## STORED DATA
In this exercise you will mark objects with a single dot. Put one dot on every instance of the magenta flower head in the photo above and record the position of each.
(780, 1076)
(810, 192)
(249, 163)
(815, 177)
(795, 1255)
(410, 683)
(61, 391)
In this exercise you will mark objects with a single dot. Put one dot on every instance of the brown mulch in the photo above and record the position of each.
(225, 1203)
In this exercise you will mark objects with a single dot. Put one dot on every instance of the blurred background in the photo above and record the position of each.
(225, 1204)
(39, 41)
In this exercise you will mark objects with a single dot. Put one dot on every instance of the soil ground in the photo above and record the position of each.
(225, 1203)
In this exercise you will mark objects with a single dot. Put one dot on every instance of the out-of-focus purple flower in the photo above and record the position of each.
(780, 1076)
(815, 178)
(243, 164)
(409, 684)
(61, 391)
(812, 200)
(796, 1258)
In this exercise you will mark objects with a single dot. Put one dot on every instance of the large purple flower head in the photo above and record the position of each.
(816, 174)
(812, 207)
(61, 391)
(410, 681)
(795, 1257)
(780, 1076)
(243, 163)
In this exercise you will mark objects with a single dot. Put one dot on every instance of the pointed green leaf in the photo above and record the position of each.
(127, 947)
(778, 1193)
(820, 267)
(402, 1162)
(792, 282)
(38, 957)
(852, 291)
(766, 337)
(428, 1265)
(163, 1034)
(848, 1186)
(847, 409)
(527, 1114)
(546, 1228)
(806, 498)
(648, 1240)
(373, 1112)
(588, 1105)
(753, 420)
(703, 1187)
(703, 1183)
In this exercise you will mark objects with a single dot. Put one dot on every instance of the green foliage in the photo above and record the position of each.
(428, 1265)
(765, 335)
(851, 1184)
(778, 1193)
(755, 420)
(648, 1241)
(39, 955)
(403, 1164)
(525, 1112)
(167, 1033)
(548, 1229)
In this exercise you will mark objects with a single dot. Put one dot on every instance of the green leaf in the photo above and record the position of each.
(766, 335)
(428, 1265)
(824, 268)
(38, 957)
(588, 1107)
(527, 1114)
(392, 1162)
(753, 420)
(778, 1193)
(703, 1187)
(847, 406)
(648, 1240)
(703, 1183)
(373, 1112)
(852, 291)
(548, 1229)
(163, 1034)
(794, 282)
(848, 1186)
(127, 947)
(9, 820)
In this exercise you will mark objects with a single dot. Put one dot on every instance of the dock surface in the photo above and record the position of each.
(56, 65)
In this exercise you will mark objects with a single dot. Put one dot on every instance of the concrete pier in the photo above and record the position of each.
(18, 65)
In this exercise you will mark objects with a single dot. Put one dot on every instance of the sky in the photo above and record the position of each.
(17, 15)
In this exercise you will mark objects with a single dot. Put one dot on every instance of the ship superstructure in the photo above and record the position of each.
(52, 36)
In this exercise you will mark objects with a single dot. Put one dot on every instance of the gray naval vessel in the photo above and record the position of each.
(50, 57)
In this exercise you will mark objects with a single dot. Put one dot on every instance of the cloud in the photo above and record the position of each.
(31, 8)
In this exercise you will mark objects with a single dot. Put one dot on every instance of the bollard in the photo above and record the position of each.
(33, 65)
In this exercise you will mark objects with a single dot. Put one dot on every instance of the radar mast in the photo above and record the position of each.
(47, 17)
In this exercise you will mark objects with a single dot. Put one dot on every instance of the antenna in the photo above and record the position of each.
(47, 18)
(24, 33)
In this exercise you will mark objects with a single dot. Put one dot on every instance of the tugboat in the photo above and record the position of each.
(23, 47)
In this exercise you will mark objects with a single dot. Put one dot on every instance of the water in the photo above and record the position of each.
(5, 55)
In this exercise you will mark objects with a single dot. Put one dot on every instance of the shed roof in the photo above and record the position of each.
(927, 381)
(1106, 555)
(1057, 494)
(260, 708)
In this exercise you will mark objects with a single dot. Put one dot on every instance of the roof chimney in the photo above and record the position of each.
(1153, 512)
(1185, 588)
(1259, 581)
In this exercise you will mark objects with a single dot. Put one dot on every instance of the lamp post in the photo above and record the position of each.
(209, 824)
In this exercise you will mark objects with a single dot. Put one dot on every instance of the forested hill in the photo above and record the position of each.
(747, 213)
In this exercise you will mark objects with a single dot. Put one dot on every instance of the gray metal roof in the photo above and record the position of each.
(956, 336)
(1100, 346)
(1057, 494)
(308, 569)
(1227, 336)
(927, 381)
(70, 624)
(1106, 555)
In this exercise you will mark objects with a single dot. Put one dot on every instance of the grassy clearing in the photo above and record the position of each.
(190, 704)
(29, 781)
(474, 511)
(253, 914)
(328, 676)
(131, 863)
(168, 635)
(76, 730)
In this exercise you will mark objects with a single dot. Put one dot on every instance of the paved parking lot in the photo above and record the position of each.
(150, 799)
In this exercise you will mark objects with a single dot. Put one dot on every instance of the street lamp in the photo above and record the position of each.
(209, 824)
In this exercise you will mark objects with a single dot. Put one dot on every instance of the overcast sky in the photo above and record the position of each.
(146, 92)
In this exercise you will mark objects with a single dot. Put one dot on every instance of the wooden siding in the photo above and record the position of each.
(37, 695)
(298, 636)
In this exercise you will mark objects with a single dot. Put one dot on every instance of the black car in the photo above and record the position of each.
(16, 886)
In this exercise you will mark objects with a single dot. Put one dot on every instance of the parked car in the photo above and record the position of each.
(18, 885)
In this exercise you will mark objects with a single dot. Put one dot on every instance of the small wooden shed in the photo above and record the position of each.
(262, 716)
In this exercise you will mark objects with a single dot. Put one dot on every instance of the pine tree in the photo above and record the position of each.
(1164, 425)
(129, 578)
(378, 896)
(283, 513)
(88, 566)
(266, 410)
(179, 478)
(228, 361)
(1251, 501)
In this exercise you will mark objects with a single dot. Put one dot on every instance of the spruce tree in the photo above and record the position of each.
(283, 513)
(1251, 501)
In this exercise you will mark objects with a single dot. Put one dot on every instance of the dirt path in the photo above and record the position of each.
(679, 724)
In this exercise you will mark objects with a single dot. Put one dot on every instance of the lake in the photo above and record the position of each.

## CHALLENGE
Transcribe the full listing above without leaving anything out.

## EXERCISE RESPONSE
In this exercise you will mark objects with a single dot. Put one dot on every instance of the magenta flower head in the photo above and record the position of each.
(780, 1076)
(810, 192)
(249, 163)
(815, 177)
(795, 1255)
(410, 683)
(61, 391)
In this exercise you will mark objects with a single dot. Put one dot on every instance of the brown mulch in the photo above and record the position of each.
(225, 1203)
In this exercise you will mark objects with a single dot. Put one dot on every instance of the blurred background in the photo above and record the position of each.
(225, 1204)
(39, 41)
In this exercise you will mark objects with a single dot. Put one dot on every instance of the soil ground in the photo above and record the position of each.
(225, 1203)
In this exercise you will mark objects with a single dot. Put one dot on every instance of the out-of-focus purple flower in the photo above and record the position of each.
(780, 1076)
(815, 178)
(243, 164)
(409, 684)
(61, 391)
(812, 200)
(796, 1258)
In this exercise you will mark objects with a single dot. Put one dot on every instance of the large purple flower head in the photo above and record the position of each.
(816, 174)
(812, 207)
(61, 391)
(410, 681)
(795, 1257)
(780, 1076)
(243, 163)
In this exercise you will mark objects with a single dot. Put one dot on every instance of the pointed green leaf in the photo above and record the position of each.
(127, 947)
(778, 1193)
(820, 267)
(402, 1162)
(792, 282)
(38, 957)
(852, 291)
(766, 337)
(428, 1265)
(163, 1034)
(848, 1186)
(847, 409)
(527, 1114)
(546, 1228)
(806, 498)
(648, 1240)
(373, 1112)
(588, 1105)
(753, 420)
(703, 1187)
(703, 1183)
In this exercise you will mark objects with a single dot. Put one dot on every instance of the green foliage in the photo above and record the position of each.
(428, 1265)
(765, 335)
(851, 1184)
(778, 1193)
(755, 420)
(648, 1241)
(39, 955)
(403, 1164)
(525, 1112)
(167, 1033)
(548, 1229)
In this exercise you will mark objects with a single dot. Put one dot on every instance of the green leaf in the photo above and record the position of each.
(766, 335)
(428, 1265)
(824, 268)
(38, 957)
(588, 1107)
(527, 1114)
(392, 1162)
(753, 420)
(778, 1193)
(703, 1187)
(847, 406)
(648, 1240)
(703, 1183)
(373, 1112)
(852, 291)
(548, 1229)
(163, 1034)
(794, 282)
(848, 1186)
(127, 947)
(9, 820)
In this exercise you will mark objects with a single dot. Put one dot on every instance of the dock surface in the photo above and record the position of each.
(56, 65)
In this exercise you will mark objects with a single dot. Put one dot on every instance of the concrete pier in the photo above and record the position of each.
(18, 65)
In this exercise you will mark objects with a single dot. Put one dot on every instance of the sky in the photo above and record the position of each.
(17, 15)
In this exercise you will mark objects with a single dot. Put one dot on every instance of the ship superstructure in the photo above and record the position of each.
(52, 36)
In this exercise you will mark objects with a single dot. Put one dot on every instance of the gray naval vessel in the photo above and record the position of each.
(50, 57)
In this exercise you will mark objects with a single dot. Put one dot on every instance of the cloud in the photo above and record the position of each.
(31, 8)
In this exercise you will mark objects with a single dot. Put one dot on every instance of the bollard in the photo above and record the position of each.
(33, 65)
In this exercise you will mark objects with a single dot. Put one dot on every instance of the radar mast in the photo above and record the position of each.
(47, 17)
In this exercise you will mark objects with a single dot. Put one dot on every instance of the antenna in the photo above and record the position of each.
(47, 18)
(24, 33)
In this exercise you will mark objects with a single dot. Put one dot on every instance of the tugboat in the photo above and record the position of each.
(23, 47)
In this exercise you will mark objects with a single dot. Put one dot on every instance of the water in the photo above and record the position of each.
(5, 55)
In this exercise you will mark objects with a single dot. Put one dot on every instance of the shed roof in the photo above and record the position of each.
(927, 381)
(1106, 555)
(1057, 494)
(260, 708)
In this exercise you will mark objects with a single dot. Put one dot on every instance of the roof chimney in the photo above and record the position of each.
(1153, 512)
(1185, 588)
(1259, 581)
In this exercise you will mark objects with a single dot. Put one dot on every instance of the lamp post in the photo above and record the position of each.
(209, 824)
In this exercise you will mark objects with a single dot. Put one dot on every instance of the forested hill in the photo above and record the position of each.
(747, 213)
In this exercise you will mark objects with a single dot. Put one dot on every instance of the gray metal roof in the photo above and record the position of each.
(956, 336)
(1100, 346)
(1057, 494)
(308, 569)
(1227, 336)
(927, 381)
(70, 624)
(1106, 555)
In this exercise you will mark objects with a single dot. Put one dot on every instance of the grassy clearing in the photo above and record the position of each.
(190, 704)
(29, 781)
(474, 511)
(253, 914)
(328, 676)
(131, 863)
(168, 635)
(76, 730)
In this exercise you will mark objects with a single dot. Put one dot on every instance of the paved parking lot in the photo above and record the position of each.
(150, 799)
In this exercise you will mark objects with a single dot. Put one dot on every instance of the street lamp in the photo above and record the position of each.
(209, 824)
In this exercise you will mark objects with a single dot. Put one dot on every instance of the overcast sky in the photo above and record the position of each.
(146, 92)
In this exercise you will mark objects with a single dot. Put one dot on every instance of the wooden siding in the photo above and record the position of each.
(37, 695)
(298, 636)
In this exercise you will mark objects with a single dot. Put one dot on every instance of the black car in the photo above and record the position of each.
(16, 886)
In this exercise you will mark objects with a single dot. Put one dot on every instance of the parked car in the photo above and record the position of each.
(18, 885)
In this exercise you will mark objects with a single dot. Put one dot on every instance of the small wooden shed in the photo above and record the position of each.
(262, 716)
In this exercise you will mark objects with a single dot. Put one dot on every instance of the pine tree in the photo above and record the position of each.
(1164, 425)
(129, 578)
(378, 896)
(283, 513)
(88, 566)
(266, 410)
(179, 478)
(228, 361)
(1251, 501)
In this exercise you will mark objects with a single dot. Put one dot on every instance of the spruce tree in the photo above and record the position of each.
(283, 513)
(1251, 501)
In this exercise you will mark objects with a single dot. Put one dot on every instance of the dirt path in the photo above and record the position of each.
(679, 724)
In this exercise you will mark objects with a single dot. Put one dot on every instance of the lake in the photo above and record the position of each.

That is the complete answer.